Count how many lines of the material below contain the string "track". Reply with the number alone.

LISTED ENTRIES:
=======
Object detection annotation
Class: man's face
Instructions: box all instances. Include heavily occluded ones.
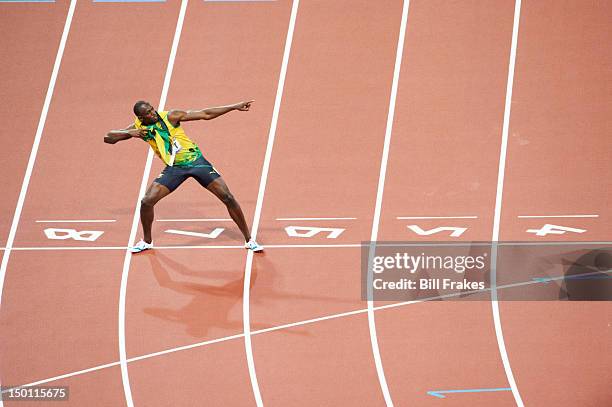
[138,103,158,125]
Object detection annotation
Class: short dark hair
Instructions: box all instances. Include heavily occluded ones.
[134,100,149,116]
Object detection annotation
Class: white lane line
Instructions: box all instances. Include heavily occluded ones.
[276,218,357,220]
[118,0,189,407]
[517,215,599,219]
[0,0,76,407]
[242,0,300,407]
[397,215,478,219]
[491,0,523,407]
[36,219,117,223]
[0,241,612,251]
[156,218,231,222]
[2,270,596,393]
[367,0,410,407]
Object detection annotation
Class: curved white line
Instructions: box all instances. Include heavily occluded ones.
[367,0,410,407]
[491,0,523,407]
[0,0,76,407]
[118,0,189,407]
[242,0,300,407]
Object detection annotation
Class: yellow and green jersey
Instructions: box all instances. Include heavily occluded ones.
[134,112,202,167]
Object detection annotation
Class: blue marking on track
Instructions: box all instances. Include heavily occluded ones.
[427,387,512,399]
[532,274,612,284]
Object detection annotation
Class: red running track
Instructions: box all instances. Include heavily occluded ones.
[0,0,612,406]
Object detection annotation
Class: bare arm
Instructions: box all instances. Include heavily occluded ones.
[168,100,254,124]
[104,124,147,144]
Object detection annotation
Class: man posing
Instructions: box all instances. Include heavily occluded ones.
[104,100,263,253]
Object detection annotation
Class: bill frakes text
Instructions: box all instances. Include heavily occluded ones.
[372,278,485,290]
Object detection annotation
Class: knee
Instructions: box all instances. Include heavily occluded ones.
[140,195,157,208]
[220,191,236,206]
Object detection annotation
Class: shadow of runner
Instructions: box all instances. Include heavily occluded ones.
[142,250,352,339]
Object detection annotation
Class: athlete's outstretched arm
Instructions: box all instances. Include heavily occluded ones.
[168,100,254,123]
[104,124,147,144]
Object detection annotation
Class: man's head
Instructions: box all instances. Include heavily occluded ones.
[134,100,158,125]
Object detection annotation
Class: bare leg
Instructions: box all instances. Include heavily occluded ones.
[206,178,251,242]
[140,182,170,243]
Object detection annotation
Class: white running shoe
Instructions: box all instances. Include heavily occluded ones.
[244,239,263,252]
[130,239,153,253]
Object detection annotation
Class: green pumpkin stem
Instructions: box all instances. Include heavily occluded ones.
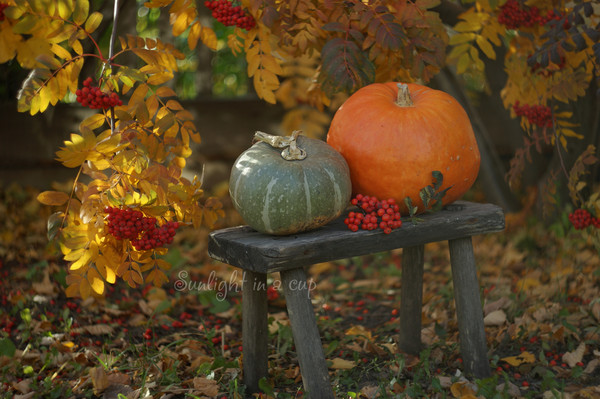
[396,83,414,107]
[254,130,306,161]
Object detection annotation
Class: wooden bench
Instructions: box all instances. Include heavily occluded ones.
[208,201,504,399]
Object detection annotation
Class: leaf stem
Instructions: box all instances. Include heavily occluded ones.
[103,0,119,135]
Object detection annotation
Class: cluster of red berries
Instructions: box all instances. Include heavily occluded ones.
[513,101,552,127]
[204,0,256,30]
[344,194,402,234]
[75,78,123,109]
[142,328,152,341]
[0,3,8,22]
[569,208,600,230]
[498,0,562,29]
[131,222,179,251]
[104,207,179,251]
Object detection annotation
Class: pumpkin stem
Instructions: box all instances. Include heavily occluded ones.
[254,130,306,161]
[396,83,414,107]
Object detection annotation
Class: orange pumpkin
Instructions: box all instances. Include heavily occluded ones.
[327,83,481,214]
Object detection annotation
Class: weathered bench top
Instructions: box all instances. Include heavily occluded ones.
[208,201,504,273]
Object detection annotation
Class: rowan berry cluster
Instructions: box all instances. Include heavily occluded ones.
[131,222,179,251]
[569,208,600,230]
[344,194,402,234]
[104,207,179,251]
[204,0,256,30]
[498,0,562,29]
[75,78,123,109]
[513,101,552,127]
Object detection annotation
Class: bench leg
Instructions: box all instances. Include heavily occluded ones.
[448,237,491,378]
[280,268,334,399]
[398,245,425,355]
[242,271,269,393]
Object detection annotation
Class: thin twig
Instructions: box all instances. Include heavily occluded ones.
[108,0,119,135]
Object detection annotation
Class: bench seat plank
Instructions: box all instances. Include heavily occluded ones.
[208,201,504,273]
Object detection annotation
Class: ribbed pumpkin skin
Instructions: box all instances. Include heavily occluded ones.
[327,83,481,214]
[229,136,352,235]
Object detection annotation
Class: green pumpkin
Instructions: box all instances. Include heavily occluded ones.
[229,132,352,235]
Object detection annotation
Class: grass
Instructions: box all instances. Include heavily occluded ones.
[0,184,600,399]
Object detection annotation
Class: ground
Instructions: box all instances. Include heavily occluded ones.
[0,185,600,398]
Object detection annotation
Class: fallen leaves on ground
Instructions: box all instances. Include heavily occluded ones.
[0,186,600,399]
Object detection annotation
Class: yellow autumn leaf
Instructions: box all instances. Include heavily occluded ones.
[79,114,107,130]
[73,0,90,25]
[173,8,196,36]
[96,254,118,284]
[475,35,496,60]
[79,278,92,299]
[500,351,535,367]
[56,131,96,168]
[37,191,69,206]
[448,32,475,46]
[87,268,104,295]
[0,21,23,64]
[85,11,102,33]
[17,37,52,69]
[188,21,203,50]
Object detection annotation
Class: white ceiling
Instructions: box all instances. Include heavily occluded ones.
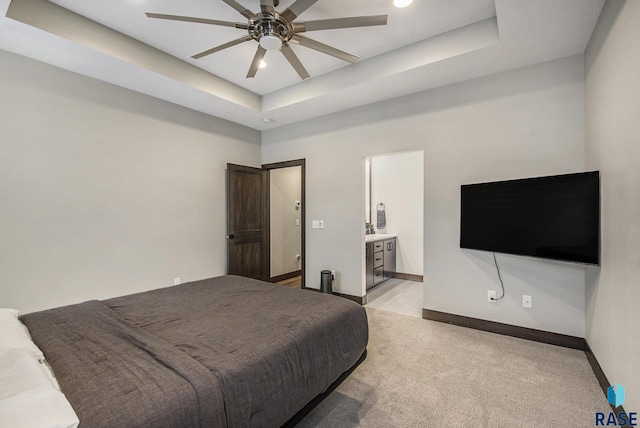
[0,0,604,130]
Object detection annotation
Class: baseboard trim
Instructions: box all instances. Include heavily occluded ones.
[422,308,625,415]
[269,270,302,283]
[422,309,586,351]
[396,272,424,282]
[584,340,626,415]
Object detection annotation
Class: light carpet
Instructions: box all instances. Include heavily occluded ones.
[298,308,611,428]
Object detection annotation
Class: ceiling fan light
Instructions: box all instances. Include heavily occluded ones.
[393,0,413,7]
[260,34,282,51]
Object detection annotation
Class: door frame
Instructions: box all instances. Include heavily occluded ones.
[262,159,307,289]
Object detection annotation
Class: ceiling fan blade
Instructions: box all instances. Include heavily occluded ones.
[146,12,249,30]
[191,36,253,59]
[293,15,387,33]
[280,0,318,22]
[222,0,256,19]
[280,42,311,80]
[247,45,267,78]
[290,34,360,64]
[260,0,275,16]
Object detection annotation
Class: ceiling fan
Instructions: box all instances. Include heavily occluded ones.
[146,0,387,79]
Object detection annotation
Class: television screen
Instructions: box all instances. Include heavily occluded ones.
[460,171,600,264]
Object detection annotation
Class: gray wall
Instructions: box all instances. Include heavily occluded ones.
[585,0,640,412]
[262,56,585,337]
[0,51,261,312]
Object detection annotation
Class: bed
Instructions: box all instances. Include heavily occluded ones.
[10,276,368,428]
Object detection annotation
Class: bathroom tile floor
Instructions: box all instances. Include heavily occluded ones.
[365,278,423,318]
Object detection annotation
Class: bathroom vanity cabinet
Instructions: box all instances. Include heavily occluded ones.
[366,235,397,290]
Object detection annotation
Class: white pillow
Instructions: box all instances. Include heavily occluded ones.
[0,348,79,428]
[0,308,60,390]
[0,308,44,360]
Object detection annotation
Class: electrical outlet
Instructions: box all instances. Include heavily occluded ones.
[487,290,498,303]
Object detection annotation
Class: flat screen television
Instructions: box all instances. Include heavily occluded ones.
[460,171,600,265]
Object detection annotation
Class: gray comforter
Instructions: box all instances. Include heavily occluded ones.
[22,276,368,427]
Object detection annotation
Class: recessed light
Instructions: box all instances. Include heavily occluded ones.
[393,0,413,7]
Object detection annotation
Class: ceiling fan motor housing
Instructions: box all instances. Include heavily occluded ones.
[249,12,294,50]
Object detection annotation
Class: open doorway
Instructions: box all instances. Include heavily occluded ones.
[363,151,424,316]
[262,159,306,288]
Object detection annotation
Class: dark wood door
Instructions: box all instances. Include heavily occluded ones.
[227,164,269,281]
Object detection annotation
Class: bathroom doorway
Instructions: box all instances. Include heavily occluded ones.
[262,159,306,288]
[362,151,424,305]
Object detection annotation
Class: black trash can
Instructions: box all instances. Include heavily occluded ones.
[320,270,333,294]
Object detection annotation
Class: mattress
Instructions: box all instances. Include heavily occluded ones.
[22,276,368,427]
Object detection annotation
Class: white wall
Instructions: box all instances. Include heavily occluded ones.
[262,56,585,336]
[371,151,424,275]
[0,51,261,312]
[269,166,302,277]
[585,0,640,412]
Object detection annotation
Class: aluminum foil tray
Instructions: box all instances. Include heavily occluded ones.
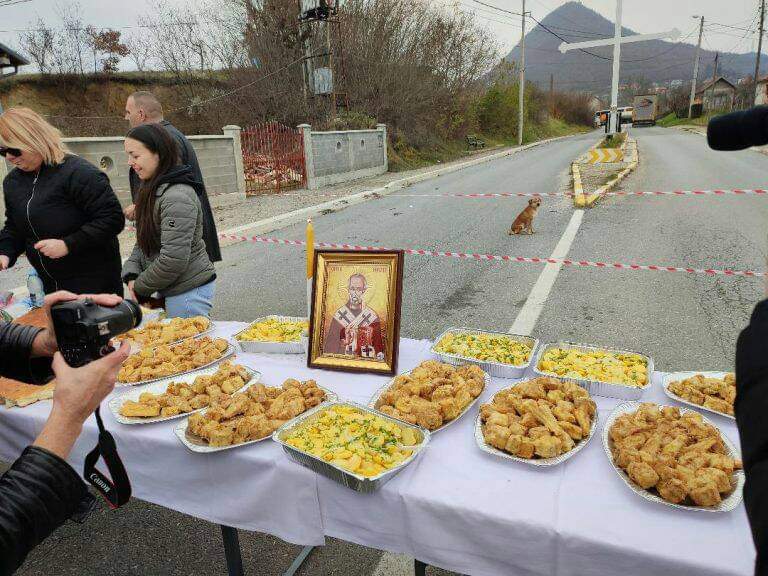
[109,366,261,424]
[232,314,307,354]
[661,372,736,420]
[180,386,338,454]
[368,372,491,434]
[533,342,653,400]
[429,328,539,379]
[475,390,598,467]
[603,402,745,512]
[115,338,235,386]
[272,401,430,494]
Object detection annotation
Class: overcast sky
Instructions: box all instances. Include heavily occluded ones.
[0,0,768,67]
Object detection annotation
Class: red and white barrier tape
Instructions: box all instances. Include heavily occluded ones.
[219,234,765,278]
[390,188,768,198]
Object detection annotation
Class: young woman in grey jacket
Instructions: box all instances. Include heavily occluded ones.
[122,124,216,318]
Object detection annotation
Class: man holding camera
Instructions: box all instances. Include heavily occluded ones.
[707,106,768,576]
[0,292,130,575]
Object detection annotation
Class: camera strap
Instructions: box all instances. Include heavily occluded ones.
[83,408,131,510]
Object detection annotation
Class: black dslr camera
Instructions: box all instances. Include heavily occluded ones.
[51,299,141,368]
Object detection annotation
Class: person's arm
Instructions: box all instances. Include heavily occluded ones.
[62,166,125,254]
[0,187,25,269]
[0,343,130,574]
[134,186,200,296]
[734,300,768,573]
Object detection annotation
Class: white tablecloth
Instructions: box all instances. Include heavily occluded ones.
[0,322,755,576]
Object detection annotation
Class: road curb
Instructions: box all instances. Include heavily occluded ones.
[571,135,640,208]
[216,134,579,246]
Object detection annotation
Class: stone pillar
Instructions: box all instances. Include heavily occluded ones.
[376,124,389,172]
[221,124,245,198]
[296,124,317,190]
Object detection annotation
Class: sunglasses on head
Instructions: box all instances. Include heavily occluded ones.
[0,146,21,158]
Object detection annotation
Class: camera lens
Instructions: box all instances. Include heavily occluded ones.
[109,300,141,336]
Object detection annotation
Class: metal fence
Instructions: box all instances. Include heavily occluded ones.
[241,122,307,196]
=======
THE REPLY:
2